Exercise: Reproduce the following listing word for word.

Records shown:
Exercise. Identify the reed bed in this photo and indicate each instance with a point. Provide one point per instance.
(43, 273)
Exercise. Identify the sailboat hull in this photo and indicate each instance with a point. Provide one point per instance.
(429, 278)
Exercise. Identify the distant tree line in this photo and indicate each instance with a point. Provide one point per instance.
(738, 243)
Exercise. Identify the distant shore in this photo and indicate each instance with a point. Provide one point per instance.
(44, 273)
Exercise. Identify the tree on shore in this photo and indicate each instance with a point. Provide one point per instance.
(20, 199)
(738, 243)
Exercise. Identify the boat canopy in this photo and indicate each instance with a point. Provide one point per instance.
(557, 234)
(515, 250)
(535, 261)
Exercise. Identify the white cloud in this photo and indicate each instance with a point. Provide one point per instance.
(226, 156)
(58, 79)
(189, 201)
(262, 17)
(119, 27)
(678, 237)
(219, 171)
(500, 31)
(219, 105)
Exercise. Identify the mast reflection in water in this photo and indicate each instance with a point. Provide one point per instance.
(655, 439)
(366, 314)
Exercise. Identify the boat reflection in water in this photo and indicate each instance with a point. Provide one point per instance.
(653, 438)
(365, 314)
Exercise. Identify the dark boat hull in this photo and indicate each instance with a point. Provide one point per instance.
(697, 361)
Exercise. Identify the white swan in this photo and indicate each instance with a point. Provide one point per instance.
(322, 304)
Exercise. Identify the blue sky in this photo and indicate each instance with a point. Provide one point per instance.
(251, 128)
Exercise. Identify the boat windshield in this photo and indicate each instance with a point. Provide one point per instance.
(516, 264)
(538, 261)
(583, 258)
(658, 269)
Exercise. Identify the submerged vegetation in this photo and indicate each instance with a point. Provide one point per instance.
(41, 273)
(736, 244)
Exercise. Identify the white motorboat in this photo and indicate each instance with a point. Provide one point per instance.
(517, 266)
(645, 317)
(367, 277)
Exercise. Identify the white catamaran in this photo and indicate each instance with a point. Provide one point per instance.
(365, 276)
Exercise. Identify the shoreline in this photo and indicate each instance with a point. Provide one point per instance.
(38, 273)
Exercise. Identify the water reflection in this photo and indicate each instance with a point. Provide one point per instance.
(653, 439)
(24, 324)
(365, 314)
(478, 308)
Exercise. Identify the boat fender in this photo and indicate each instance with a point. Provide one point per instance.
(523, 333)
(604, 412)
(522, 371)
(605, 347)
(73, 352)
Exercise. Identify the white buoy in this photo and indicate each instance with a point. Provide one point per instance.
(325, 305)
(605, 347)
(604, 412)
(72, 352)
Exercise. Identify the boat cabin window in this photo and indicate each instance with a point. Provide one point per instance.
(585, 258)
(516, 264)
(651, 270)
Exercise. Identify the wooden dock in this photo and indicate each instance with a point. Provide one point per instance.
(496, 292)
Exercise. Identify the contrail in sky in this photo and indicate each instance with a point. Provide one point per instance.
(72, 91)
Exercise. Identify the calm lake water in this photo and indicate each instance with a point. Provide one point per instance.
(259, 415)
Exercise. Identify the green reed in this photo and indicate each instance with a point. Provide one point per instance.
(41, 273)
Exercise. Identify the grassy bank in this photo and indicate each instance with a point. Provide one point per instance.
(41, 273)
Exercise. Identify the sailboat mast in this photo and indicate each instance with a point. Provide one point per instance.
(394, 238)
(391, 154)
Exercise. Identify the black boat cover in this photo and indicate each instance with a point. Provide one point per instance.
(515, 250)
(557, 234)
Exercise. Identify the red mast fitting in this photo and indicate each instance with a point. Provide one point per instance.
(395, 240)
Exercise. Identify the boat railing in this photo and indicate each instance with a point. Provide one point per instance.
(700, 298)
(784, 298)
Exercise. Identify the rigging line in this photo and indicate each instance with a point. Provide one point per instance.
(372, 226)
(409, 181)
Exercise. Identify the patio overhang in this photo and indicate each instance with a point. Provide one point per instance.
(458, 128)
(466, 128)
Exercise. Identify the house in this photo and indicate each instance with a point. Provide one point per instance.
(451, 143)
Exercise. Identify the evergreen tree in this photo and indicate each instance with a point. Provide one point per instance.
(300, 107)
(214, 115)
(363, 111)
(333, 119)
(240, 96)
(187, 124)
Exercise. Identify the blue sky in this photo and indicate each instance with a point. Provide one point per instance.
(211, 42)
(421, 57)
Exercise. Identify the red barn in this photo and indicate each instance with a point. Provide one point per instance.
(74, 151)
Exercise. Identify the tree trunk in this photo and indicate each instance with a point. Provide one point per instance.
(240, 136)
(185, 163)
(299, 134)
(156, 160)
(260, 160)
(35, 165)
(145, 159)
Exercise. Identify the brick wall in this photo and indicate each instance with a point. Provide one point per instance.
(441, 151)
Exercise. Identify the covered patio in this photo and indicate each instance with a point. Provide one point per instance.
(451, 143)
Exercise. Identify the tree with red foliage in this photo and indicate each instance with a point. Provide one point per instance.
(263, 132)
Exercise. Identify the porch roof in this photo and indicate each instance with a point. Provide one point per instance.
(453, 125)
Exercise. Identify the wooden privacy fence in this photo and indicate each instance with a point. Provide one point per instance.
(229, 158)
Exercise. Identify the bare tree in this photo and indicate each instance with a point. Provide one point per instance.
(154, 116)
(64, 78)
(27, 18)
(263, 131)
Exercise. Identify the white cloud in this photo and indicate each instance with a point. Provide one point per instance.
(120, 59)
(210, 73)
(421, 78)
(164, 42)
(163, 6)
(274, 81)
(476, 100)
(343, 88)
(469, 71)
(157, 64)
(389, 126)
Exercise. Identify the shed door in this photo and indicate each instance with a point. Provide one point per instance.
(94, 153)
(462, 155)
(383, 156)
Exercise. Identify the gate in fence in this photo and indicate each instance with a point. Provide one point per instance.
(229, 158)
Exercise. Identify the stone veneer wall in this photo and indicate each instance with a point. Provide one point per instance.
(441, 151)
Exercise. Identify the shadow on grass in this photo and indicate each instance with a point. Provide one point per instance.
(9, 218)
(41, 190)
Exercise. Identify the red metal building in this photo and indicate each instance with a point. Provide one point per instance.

Exercise response:
Exercise. Identify the reed bed in this photo and indicate each instance with a point. Provide one point per instance.
(43, 273)
Exercise. Identify the sailboat hull in this photo and indicate each instance with a point. Provide one point per instance.
(429, 278)
Exercise. Identify the distant tree line in this photo and indicate each instance with a point. Provide one point per instance.
(738, 243)
Exercise. Identify the distant shore in this photo and indicate each instance with a point. Provide one point per instance.
(44, 273)
Exercise. Identify the tree on shore in this photo and indicate each instance with a point. Provide one point per instance.
(20, 199)
(738, 243)
Exercise. Identify the boat canopy in this photo and indicate each instance with a point. Provide one point per instance.
(557, 234)
(515, 250)
(535, 261)
Exercise. Identify the white cloud in this photo and indicate each instance with a point. Provide one point per instance.
(226, 156)
(58, 79)
(189, 201)
(262, 17)
(119, 27)
(678, 237)
(219, 171)
(500, 31)
(219, 105)
Exercise. Identify the mast reflection in water in this photo and indicate each instance with a point. Provide one point per instance.
(655, 439)
(366, 314)
Exercise. Identify the boat reflection in water in this photo and indicate each instance with a point. Provide one point per instance.
(653, 438)
(365, 314)
Exercise. Identify the dark boat hull in this photo and indicate each instance with a point. Provide one point per instance.
(697, 361)
Exercise. Identify the white swan in this photo and indicate each instance with a point. Provide one point per instance.
(322, 304)
Exercise. Identify the blue sky in this photo and indicate each instance with a point. Provide one point per instance.
(251, 128)
Exercise. Identify the boat windshield in this photo and indicate each instance with a point. Provide one point per instance.
(516, 264)
(538, 261)
(583, 258)
(658, 269)
Exercise. Identify the submerged vegetation in this photo and indicate each instance with a point. Provide one point per instance.
(41, 273)
(736, 244)
Exercise. Identify the white motorboat in this photo and indicate each instance with a point. Provide one point per instance.
(517, 266)
(645, 317)
(367, 277)
Exercise. Identify the white catamaran in this photo and indicate each instance with a point. Provide one point per instance.
(365, 276)
Exercise. Identify the shoreline in this photo and indicate each instance with a point. Provide one point per instance.
(38, 273)
Exercise. Identify the water reflection in this photo and indicate each instance with a point. Provide one point per instance.
(653, 439)
(24, 324)
(365, 314)
(478, 308)
Exercise. Identify the boat fender in this photo and indicate each instance with a point. Provide one point per instance.
(523, 333)
(604, 412)
(522, 371)
(605, 347)
(73, 352)
Exercise. Identify the white buoy in this photo and indicate each instance with a point. Provide one point per instance.
(325, 305)
(605, 347)
(604, 412)
(72, 352)
Exercise. Identify the boat cabin window in this photo and indicate each instance with a point. Provide one point per instance.
(585, 258)
(516, 264)
(651, 270)
Exercise. Identify the wooden dock in this photo and indicate each instance with a point. Provide one point per instance.
(496, 292)
Exercise. Identify the contrail in sky in this photo and indicate each instance with a point. Provide one point per instance.
(72, 91)
Exercise. Identify the calm lake water in this photo and indicate each instance with a point. Provide one point per instance.
(259, 415)
Exercise. Identify the green reed in this photo and indicate each instance with a point. Provide one point per instance.
(41, 273)
Exercise. Identify the grassy bank in this photo and indicate each instance with a point. Provide one point per instance.
(41, 273)
Exercise. Identify the sailboat mast in this photo and indicate each instance with a point. Provide one point per instance.
(394, 238)
(391, 154)
Exercise. Identify the black boat cover in this photo and indicate each instance with a point. Provide one point per instance.
(515, 250)
(557, 234)
Exercise. Identify the red mast fitting in this photo and indicate each instance with a point. Provide one point per instance.
(395, 240)
Exercise. Identify the boat railing in this photo and indicate each instance with a point. Provide one point per instance.
(700, 298)
(784, 298)
Exercise. Identify the rigging line in this photo and indicate each instance with a point. Provide one point per instance.
(372, 226)
(409, 181)
Exercise. Identify the patio overhang in this photo and indicate each instance with a point. Provide one point per instance.
(458, 128)
(466, 128)
Exercise. Identify the house in this photo and indicate each instance with a point. Provide one point per instance.
(451, 143)
Exercise. Identify the evergreen tree in this photo and indicate each instance with a point. Provide one point per instance.
(300, 107)
(214, 115)
(363, 111)
(333, 119)
(240, 96)
(187, 124)
Exercise. Identify the blue sky in this photo and indicate each instance with a point. Provide one point per instance.
(211, 42)
(421, 57)
Exercise. Identify the red barn in this photo and indicate each instance with a point. Provide one point per instance.
(74, 151)
Exercise. Identify the tree trunk in this photo and indicate each instance with a point. Provide one point per instance.
(240, 136)
(185, 163)
(299, 134)
(156, 160)
(260, 160)
(35, 165)
(145, 159)
Exercise. Identify the brick wall in this photo and indicate each instance with a point. Provide one point per instance.
(441, 151)
Exercise. Identify the covered patio in this photo and indicate each instance with a point. Provide one point per instance.
(451, 143)
Exercise. Identify the tree with red foliage in this photo and indicate each instance with a point. Provide one point per instance.
(263, 132)
Exercise. Identify the porch roof in this photo and indicate each instance with a point. Provide one point per instance.
(453, 125)
Exercise. Identify the wooden privacy fence in this photo and indicate each instance with a point. Provide one point per instance.
(229, 158)
Exercise. Identify the bare tree in this photo and indicate each instance with a point. Provide one point per instance.
(154, 116)
(64, 78)
(27, 18)
(263, 131)
Exercise. Identify the white cloud in this photo and indicate each instance with a point. Provide one point per instance.
(120, 59)
(210, 73)
(421, 78)
(164, 42)
(163, 6)
(274, 81)
(476, 100)
(343, 88)
(469, 71)
(157, 64)
(389, 126)
Exercise. Identify the shed door in this photo and indicate each instance with a point. Provide one point per instance.
(94, 153)
(462, 155)
(383, 156)
Exercise. Identify the gate in fence in this photo and indicate each instance with a point. Provide one point per instance.
(229, 158)
Exercise. Identify the stone veneer wall in this photo and indicate each instance with a point. Provide one point per instance.
(441, 151)
Exercise. Identify the shadow on grass in this photo and indicate each instance with a point. Provide one point per instance.
(9, 218)
(41, 190)
Exercise. Identify the red metal building in this photo and indicate each instance with a point. Provide one point per instance.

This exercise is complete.